Could you write out every entry exactly as it stands?

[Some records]
+++
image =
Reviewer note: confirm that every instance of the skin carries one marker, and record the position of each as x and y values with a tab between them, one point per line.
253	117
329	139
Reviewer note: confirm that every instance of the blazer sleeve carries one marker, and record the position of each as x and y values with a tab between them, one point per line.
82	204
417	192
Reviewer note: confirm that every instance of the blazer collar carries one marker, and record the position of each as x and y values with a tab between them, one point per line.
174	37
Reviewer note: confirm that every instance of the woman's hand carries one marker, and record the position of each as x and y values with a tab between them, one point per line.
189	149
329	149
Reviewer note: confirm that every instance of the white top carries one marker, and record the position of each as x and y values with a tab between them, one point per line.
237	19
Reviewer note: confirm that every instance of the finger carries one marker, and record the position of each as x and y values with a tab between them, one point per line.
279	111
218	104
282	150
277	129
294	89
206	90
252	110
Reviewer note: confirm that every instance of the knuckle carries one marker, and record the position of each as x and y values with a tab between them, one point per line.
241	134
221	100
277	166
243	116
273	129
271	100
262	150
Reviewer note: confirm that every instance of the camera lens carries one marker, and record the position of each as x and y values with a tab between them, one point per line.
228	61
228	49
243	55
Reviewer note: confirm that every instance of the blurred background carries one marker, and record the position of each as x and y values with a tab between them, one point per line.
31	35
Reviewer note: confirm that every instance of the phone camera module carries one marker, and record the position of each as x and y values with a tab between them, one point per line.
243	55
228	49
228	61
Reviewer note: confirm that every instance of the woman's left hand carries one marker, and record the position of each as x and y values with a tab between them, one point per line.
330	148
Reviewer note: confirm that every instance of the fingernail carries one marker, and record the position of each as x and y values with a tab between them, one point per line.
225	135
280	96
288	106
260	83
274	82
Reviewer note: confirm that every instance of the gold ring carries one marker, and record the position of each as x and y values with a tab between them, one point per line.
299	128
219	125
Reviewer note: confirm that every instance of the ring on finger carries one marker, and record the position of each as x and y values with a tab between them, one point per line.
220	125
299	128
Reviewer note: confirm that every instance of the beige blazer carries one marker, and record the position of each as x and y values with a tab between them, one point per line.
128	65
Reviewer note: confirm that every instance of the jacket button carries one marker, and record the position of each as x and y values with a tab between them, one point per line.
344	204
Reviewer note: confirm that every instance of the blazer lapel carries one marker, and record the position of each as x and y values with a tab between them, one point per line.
+++
Written response:
image =
Reviewer note: confirm that every instance of the skin carries one marker, and record the position of each as x and y values with a tab between them, one point per line.
253	117
329	139
Reviewer note: confirm that every instance of the blazer sleeve carries one marker, and record the position of each as x and y values with a tab between them, one point per line.
82	204
417	192
Reviewer note: confirm that every instance of the blazer collar carries one marker, and record the position of each as x and y values with a tab between them, one point per line.
174	37
Reviewer note: confirm that every instance of the woman's hand carries one marker, and record the position of each as x and y values with a tab between them, one point per line.
189	149
329	149
Reviewer note: confirm that every instance of the white top carries one marker, and record the position of each as x and y values with a tab between them, one point per line.
237	19
Reviewer note: confirm that every instance of the finger carries one marker, and record the position of each as x and y values with a tab between them, one point per line.
279	111
218	104
282	150
277	129
294	89
206	90
252	110
Reviewer note: confirm that every instance of the knuckle carries one marker, and record the position of each as x and y values with a tab between them, one point per line.
241	134
221	100
277	166
243	116
273	129
271	100
262	150
Reviewer note: confirm that every instance of the camera lens carries one marker, and record the position of each as x and y values with a tab between them, one point per line.
228	61
228	49
243	55
Reviewer note: confirm that every instance of the blurred background carries one marker, and record the position of each as x and y values with a tab between them, one point per line.
31	35
Reviewer note: confirm that every instance of the phone camera module carries one marker, and record the position of each as x and y values with a tab between them, one point per line.
243	55
228	49
228	61
Reviewer note: confirm that every instance of the woman's left hand carries one marker, and record the position of each as x and y values with a tab between them, one point per line.
330	148
Reviewer note: confirm that every instance of the fingernail carries one marker, and record the position of each as x and y values with a tab between them, one point per line.
225	135
280	96
288	106
260	83
274	82
Reviewer note: confirm that every instance of the gold ring carries one marker, and record the position of each as x and y values with a tab between them, one point per line.
299	128
219	125
Reviewer note: confirm that every instance of the ring on finger carries one marker, and record the position of each as x and y values with a tab between them, one point per line.
220	125
299	128
Reviewer note: confirm that every instance of the beige blazer carries one marker, and record the position of each as x and y values with a tab between them, one point per line.
128	65
Reviewer note: confirm that every instance of the jacket button carries one marker, and record the position of each as x and y values with a tab between them, one point per line.
344	204
Reviewer note: confirm that every instance of the blazer lapel carries one marker, and record the position of each as x and y values with a tab between them, one point per line.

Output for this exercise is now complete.